--- Stated goal ---
Copy out word for word the lines running from the one containing "compact form (662,189)." through the last line of the items, including both ends.

(Point labeling examples)
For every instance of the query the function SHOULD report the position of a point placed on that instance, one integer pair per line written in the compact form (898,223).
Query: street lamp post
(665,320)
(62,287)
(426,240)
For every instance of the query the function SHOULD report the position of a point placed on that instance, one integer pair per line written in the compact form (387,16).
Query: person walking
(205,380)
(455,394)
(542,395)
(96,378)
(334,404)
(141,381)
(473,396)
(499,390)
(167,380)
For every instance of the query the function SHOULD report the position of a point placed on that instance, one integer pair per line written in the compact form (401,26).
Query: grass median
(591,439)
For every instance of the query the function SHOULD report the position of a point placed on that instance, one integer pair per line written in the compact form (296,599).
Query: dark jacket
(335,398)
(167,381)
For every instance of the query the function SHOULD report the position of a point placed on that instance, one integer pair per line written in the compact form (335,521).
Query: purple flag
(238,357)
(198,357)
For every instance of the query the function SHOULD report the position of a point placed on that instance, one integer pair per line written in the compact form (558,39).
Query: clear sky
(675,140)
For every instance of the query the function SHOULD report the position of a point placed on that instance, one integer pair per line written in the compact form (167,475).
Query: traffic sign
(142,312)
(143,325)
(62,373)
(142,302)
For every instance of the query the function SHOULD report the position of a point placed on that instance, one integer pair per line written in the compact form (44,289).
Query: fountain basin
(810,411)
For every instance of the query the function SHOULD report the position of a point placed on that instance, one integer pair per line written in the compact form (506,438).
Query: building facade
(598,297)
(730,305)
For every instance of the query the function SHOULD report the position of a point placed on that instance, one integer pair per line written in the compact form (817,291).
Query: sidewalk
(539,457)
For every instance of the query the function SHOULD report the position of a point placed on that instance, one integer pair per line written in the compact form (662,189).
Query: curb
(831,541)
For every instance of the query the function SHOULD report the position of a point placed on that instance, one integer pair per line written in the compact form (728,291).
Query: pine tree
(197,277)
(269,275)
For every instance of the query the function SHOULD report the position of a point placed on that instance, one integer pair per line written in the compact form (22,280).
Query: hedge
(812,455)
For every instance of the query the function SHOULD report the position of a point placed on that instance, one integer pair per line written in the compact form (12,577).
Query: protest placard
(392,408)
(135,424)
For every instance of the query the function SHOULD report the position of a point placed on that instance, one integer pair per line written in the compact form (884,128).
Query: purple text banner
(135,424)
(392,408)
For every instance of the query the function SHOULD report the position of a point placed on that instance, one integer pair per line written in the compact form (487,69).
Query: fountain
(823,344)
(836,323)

--- Final answer ---
For every instance of the query the function SHOULD report the position of a point placed on that instance, one integer pair per line written in the compact form (662,189).
Query: curb
(831,541)
For every instance of the query the function SHOULD report the position of a point placed on that instance, one integer pair per line written in the compact form (728,291).
Query: pine tree
(197,277)
(269,275)
For every instance of the query the function SHOULD report the position of a point placed on that instance, one integer pair per line written in the compact form (22,280).
Query: hedge
(812,455)
For every instance of the query the function SHOULD report the position of a point placed on that instance, one integer pair per line written in the compact form (12,577).
Query: protest placard
(392,408)
(135,424)
For every instance of the query the function SHOULD report the position of a point placed on that instance, one integer pair per line written in the compact form (884,128).
Query: purple text banner
(135,424)
(392,408)
For every instance of the query the function SHOULD report the position of a point placed on that instance, one integer pair per line written in the compact form (487,69).
Query: fountain
(823,344)
(836,323)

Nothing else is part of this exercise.